● **WORK REQUIRED**: Your response should be the complete listing, returned exactly as written.

● **DATA SECTION**:
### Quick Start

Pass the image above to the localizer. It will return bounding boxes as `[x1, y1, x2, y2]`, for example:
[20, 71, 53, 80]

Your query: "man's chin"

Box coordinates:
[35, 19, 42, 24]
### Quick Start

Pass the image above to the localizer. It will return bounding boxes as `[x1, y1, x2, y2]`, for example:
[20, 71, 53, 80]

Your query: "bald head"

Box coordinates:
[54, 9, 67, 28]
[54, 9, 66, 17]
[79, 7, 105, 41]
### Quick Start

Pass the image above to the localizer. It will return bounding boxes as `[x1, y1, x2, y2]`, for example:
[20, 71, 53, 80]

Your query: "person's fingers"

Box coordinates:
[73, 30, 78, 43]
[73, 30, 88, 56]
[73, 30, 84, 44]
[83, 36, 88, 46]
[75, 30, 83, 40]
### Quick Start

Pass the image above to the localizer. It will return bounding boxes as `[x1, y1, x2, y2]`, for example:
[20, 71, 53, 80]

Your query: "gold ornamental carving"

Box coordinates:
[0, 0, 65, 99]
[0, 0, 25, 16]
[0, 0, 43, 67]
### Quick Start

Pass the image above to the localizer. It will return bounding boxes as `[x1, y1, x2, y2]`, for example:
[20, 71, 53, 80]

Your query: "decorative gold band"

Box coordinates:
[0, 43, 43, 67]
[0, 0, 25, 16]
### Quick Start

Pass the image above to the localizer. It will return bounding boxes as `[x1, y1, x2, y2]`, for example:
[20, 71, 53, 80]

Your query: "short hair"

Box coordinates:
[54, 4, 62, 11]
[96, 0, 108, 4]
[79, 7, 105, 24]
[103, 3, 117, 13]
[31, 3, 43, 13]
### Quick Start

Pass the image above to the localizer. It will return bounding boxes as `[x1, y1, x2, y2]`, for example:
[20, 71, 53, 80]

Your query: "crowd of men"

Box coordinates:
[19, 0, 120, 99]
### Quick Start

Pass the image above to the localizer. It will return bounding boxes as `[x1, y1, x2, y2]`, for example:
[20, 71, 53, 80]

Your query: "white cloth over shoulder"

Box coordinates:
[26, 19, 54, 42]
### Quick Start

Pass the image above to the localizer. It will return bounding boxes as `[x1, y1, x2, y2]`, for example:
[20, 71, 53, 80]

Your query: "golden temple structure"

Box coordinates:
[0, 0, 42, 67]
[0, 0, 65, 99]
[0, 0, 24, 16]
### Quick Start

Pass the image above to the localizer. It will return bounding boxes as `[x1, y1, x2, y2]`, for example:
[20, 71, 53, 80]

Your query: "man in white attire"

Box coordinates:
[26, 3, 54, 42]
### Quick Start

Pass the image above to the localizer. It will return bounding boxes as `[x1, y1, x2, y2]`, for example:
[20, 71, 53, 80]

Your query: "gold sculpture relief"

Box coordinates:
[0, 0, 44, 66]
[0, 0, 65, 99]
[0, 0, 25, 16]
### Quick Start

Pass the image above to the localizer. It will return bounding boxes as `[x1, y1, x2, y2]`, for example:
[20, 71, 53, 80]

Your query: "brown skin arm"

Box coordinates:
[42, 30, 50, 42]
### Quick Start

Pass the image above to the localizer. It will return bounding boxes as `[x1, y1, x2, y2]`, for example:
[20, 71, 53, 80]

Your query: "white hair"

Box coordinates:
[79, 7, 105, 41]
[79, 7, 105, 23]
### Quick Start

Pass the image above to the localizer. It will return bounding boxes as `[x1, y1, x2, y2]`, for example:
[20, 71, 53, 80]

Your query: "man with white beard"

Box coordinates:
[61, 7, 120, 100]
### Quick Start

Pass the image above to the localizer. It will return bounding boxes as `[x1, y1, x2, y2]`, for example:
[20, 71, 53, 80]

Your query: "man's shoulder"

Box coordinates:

● **ANSWER BOX**:
### Quick Start

Pass the image above to the localizer. It will return bounding boxes as `[x1, y1, x2, y2]`, for example:
[20, 71, 53, 80]

Your query: "man's chin"

Box coordinates:
[35, 19, 42, 24]
### Quick Start

Pass the image above to the localizer. It will return bounding boxes as `[x1, y1, x2, y2]`, for example:
[20, 71, 53, 80]

Your query: "bald head"

Box coordinates:
[54, 9, 67, 28]
[54, 9, 66, 17]
[79, 7, 105, 41]
### Quick Start

Pass the image above to the localizer. It will return bounding boxes as `[x1, y1, x2, y2]`, for example:
[20, 71, 53, 80]

Your query: "person's fingers"

Box coordinates:
[73, 30, 78, 43]
[73, 30, 88, 56]
[73, 30, 84, 44]
[83, 36, 88, 46]
[75, 30, 83, 40]
### Quick Start

Pass the image above to the localizer. It will return bounding boxes as `[x1, y1, x2, y2]`, for example:
[20, 71, 53, 80]

Your query: "gold ornamental carving"

Box coordinates:
[0, 0, 65, 99]
[0, 0, 25, 16]
[0, 0, 43, 67]
### Quick Start

Pass the image above to the localizer. It will return bounding boxes as `[x1, y1, x2, y2]`, for example:
[20, 71, 53, 80]

Your query: "decorative gold band"

Box coordinates:
[0, 43, 43, 67]
[0, 0, 25, 16]
### Quick Start

Pass the image above to the localizer. It will return bounding boxes as `[x1, y1, x2, y2]`, for example:
[20, 71, 53, 80]

Your query: "short hair"

Box coordinates:
[54, 4, 62, 11]
[96, 0, 108, 4]
[79, 7, 105, 24]
[103, 3, 117, 13]
[31, 3, 43, 13]
### Quick Start

Pass the image above to the localizer. It will return bounding boxes as `[x1, y1, x2, y2]`, for example:
[20, 71, 53, 80]

Your query: "crowd of men"

Box coordinates:
[19, 0, 120, 99]
### Quick Start

Pass the image above to the localizer. It will return bounding boxes as `[x1, y1, x2, y2]`, for example:
[20, 71, 53, 80]

Your query: "white cloth over shoulder"

Box coordinates:
[26, 19, 54, 42]
### Quick Start

Pass the image above to the localizer. It will return bounding boxes as `[x1, y1, x2, y2]`, for example:
[20, 71, 53, 80]

Your query: "golden temple structure"

Box coordinates:
[0, 0, 42, 67]
[0, 0, 65, 99]
[0, 0, 24, 16]
### Quick Start

Pass the image above to the localizer. It will return bounding boxes as `[x1, y1, x2, y2]`, for example:
[20, 71, 53, 80]

Your query: "man in white attire"

Box coordinates:
[26, 3, 54, 42]
### Quick Start

Pass the image above to the localizer. It will return bounding boxes as `[x1, y1, x2, y2]`, for example:
[20, 71, 53, 80]

Your query: "gold sculpture relief"

Box coordinates:
[0, 0, 44, 66]
[0, 0, 65, 99]
[0, 0, 25, 16]
### Quick Start

Pass the image above to the localizer. It will return bounding boxes as `[x1, y1, x2, y2]`, for example:
[20, 71, 53, 80]

Your query: "brown skin arm"

Box coordinates:
[42, 30, 50, 42]
### Quick Start

Pass the image above to the localizer. It will return bounding boxes as `[x1, y1, x2, y2]`, for example:
[20, 71, 53, 80]

Your query: "white hair"

Box coordinates:
[79, 7, 105, 41]
[79, 7, 105, 23]
### Quick Start

Pass the image above to the localizer. It will return bounding boxes as `[x1, y1, x2, y2]`, for example:
[20, 71, 53, 80]

Your query: "man with white beard"

Box coordinates:
[61, 7, 120, 100]
### Quick Start

Pass the image above to the localizer. It will return bounding boxes as `[x1, y1, x2, y2]`, for example:
[20, 71, 53, 80]

Your query: "man's shoulder"

Box coordinates:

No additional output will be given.